- _What you are asked to do_: Without including any pictures, write out all the records word for word.

Saved entries
▼▼▼

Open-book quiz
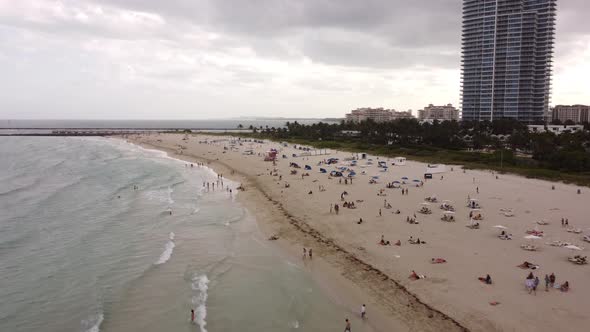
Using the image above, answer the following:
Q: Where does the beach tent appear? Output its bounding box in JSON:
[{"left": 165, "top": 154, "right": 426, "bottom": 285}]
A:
[
  {"left": 401, "top": 176, "right": 409, "bottom": 180},
  {"left": 413, "top": 179, "right": 421, "bottom": 182},
  {"left": 305, "top": 165, "right": 312, "bottom": 170},
  {"left": 330, "top": 170, "right": 343, "bottom": 177},
  {"left": 348, "top": 171, "right": 357, "bottom": 177},
  {"left": 378, "top": 161, "right": 387, "bottom": 168},
  {"left": 392, "top": 157, "right": 406, "bottom": 166},
  {"left": 319, "top": 168, "right": 327, "bottom": 173}
]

▲▲▲

- _Solution_:
Open-book quiz
Using the image above, answer the following:
Q: Where does the beach tent appear? Output its bounding box in JSON:
[{"left": 165, "top": 154, "right": 426, "bottom": 285}]
A:
[
  {"left": 401, "top": 176, "right": 409, "bottom": 180},
  {"left": 413, "top": 179, "right": 421, "bottom": 182},
  {"left": 305, "top": 165, "right": 312, "bottom": 170},
  {"left": 330, "top": 170, "right": 343, "bottom": 177},
  {"left": 348, "top": 171, "right": 357, "bottom": 177},
  {"left": 378, "top": 161, "right": 387, "bottom": 168},
  {"left": 392, "top": 157, "right": 406, "bottom": 166},
  {"left": 319, "top": 168, "right": 327, "bottom": 173}
]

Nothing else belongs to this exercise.